### DESCRIPTION OF THE TASK
In the records below, turn the lines from the one containing "Practice step: put one dot on the woman's long" through the one containing "(1004, 783)", both included, into a Markdown table with the columns Row and Text. Give each line its own row number, skip any blank lines, and leave out every other line.

### RECORDS FOR THE EXERCISE
## Start

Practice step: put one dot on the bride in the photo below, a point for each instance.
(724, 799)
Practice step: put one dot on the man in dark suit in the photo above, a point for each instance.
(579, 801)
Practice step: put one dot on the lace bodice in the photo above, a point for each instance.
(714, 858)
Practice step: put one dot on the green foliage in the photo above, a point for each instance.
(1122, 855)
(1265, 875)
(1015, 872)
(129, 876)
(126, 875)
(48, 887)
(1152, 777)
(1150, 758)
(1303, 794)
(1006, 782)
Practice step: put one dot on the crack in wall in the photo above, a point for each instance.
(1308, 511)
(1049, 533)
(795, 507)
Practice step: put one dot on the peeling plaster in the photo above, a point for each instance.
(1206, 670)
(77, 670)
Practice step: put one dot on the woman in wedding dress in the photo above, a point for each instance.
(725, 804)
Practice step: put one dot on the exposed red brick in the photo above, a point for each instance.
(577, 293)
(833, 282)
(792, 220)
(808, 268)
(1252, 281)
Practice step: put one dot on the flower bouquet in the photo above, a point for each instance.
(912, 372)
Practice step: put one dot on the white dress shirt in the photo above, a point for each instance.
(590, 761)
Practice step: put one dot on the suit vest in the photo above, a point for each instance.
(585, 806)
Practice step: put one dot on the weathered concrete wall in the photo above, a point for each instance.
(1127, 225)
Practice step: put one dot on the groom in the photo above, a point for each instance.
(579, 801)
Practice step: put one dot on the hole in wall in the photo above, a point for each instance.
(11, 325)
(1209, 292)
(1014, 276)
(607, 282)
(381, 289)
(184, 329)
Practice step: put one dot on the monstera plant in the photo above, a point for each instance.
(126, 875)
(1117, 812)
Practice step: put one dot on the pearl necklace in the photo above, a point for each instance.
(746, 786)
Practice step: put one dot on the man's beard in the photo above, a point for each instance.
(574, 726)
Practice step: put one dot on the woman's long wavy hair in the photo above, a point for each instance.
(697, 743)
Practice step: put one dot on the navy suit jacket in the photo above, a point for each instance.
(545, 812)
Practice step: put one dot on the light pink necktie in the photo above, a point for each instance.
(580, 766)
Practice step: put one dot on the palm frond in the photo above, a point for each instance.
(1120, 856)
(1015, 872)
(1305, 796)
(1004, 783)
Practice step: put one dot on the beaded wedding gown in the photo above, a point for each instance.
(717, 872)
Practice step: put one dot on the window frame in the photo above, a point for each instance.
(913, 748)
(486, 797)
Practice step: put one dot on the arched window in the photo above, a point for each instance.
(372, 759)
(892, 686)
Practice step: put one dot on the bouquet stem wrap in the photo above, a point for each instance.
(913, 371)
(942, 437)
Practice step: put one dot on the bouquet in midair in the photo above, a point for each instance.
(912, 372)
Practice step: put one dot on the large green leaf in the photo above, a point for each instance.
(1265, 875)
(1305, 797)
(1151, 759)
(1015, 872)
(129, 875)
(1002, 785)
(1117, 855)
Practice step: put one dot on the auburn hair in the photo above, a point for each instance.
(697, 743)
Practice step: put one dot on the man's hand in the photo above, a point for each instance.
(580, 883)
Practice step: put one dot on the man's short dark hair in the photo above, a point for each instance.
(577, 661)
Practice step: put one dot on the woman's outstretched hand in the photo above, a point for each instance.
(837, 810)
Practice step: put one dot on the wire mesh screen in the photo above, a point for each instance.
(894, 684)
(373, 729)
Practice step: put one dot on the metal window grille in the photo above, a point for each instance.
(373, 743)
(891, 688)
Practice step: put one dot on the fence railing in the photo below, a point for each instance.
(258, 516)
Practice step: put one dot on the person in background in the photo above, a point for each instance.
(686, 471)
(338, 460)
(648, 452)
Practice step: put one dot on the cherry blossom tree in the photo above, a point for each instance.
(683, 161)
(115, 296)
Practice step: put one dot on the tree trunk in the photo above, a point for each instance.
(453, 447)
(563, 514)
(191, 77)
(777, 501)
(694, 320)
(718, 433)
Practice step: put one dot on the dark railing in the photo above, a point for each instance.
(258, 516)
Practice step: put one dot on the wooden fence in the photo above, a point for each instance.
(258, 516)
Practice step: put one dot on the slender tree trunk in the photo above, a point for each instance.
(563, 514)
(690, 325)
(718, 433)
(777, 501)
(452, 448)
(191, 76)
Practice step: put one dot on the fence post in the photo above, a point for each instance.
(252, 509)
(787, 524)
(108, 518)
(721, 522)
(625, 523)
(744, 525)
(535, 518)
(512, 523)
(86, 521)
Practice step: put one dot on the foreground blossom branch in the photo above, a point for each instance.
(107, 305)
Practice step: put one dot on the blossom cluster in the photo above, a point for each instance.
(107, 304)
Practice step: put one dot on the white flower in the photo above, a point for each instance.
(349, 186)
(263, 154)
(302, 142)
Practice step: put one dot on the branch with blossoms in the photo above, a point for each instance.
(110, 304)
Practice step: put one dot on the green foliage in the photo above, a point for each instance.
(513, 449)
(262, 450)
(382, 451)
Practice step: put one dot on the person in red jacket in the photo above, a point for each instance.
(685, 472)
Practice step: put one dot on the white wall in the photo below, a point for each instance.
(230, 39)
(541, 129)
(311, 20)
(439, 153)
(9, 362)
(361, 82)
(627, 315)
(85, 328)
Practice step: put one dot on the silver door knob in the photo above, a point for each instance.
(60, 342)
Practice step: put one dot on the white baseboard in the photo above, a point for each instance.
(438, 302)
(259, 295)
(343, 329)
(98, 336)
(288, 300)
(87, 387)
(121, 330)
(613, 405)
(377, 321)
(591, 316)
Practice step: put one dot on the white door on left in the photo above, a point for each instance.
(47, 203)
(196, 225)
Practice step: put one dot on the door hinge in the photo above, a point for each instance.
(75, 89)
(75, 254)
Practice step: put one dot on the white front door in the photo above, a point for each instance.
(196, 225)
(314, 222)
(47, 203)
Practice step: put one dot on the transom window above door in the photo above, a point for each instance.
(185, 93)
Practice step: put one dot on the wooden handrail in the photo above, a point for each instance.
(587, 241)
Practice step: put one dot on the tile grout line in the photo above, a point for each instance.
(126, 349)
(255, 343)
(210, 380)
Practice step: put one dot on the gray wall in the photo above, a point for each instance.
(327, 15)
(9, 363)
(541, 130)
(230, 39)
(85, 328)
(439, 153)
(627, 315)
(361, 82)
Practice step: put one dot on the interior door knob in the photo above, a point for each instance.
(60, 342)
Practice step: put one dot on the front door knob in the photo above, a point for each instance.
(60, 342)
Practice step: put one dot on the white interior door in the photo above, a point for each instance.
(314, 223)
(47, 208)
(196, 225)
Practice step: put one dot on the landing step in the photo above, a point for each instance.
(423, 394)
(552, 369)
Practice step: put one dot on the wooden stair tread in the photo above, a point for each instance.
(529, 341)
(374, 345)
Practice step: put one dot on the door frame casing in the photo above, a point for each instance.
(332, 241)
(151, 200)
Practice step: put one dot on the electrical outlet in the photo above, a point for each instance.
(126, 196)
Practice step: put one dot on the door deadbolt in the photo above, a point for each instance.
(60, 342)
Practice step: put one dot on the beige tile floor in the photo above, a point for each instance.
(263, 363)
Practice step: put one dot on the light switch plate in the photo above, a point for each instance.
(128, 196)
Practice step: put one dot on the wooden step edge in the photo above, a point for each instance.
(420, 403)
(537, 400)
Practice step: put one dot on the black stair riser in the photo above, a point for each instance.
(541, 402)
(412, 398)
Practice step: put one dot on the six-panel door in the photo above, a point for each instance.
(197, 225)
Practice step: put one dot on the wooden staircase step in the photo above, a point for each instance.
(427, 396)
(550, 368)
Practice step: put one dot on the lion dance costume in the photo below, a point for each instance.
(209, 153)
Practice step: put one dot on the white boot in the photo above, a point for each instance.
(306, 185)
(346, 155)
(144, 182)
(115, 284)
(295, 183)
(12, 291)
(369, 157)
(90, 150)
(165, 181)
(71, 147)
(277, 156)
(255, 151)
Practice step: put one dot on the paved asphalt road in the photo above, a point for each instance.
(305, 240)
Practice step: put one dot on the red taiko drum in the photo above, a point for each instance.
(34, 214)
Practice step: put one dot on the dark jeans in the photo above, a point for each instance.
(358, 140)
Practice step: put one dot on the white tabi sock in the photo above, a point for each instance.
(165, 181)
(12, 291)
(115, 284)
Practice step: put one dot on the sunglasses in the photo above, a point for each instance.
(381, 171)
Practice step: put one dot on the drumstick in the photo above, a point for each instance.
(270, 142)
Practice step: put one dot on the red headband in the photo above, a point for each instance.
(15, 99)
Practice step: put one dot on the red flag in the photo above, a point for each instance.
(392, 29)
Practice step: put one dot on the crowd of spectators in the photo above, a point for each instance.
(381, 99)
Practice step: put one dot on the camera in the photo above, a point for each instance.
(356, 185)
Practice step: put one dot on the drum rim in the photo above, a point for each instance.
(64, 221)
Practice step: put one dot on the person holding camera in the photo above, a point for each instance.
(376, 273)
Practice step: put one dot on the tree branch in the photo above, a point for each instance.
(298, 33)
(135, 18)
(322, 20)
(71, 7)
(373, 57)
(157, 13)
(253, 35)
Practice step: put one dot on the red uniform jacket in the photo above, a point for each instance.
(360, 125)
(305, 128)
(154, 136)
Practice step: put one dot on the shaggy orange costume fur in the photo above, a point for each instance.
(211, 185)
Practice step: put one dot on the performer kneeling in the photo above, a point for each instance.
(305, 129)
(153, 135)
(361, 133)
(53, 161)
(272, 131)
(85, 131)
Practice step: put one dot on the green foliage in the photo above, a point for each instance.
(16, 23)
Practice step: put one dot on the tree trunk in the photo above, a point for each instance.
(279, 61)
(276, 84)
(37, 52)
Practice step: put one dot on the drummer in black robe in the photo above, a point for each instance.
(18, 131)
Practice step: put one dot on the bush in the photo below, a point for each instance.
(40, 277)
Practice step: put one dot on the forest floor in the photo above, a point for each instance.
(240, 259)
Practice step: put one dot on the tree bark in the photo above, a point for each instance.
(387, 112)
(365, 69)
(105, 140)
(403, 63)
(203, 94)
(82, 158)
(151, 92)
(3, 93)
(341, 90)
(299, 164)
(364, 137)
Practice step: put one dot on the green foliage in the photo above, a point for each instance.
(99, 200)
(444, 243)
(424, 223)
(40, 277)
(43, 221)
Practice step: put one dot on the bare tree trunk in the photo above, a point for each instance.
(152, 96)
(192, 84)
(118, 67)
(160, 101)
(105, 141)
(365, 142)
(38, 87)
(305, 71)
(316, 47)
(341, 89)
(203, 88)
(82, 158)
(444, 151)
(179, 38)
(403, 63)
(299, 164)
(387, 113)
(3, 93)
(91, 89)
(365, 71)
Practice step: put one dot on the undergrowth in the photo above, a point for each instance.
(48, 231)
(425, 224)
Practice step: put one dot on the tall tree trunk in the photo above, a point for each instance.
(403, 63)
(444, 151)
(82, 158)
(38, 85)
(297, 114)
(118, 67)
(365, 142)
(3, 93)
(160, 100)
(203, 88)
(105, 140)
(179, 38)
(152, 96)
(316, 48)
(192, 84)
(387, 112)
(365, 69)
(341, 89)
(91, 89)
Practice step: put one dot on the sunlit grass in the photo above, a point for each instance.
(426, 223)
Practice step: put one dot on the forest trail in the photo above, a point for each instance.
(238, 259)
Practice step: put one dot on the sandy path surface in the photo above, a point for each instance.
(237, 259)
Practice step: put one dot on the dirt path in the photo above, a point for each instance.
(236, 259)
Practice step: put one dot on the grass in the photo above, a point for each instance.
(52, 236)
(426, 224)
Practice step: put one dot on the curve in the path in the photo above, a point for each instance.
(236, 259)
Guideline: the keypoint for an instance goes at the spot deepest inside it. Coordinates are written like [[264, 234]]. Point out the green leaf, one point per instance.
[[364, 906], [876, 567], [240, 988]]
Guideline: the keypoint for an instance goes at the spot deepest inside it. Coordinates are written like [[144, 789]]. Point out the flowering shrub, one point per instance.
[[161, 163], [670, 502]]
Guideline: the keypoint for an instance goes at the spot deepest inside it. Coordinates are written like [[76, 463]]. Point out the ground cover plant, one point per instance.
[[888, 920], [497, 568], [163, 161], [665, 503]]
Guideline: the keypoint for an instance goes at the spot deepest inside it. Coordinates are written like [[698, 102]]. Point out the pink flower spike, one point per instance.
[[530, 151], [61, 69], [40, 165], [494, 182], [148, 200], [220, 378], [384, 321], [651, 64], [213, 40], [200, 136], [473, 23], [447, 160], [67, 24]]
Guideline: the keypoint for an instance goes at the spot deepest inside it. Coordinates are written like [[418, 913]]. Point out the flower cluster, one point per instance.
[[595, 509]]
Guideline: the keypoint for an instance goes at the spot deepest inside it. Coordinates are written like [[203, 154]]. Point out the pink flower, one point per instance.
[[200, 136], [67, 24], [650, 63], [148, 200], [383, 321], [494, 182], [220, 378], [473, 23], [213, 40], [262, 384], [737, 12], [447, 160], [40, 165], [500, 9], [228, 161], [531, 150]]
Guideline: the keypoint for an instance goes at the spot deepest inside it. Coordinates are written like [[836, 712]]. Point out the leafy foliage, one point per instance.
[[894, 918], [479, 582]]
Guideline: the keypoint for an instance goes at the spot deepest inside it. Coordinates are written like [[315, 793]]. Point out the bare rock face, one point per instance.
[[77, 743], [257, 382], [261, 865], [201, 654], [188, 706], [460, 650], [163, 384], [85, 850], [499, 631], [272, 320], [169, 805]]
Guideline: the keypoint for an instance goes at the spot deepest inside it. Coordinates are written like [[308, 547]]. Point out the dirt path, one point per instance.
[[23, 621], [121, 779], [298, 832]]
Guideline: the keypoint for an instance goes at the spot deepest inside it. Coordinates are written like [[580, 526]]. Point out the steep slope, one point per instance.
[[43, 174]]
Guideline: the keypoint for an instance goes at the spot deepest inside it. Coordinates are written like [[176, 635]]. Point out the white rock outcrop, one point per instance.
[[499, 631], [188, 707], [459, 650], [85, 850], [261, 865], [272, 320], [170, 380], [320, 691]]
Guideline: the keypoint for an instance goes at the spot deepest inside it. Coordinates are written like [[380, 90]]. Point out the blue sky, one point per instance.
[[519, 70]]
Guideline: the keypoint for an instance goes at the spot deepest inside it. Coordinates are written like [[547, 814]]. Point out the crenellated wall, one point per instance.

## End

### EXERCISE ANSWER
| Row | Text |
|---|---|
| 1 | Practice step: put one dot on the woman's long wavy hair in the photo above, a point for each instance. |
| 2 | (697, 743) |
| 3 | Practice step: put one dot on the navy suit jacket in the photo above, a point for each instance. |
| 4 | (545, 812) |
| 5 | Practice step: put one dot on the light pink necktie in the photo above, a point for each instance. |
| 6 | (580, 766) |
| 7 | Practice step: put one dot on the palm frond in the photo above, a point for each instance. |
| 8 | (1120, 856) |
| 9 | (1015, 872) |
| 10 | (1305, 796) |
| 11 | (1004, 783) |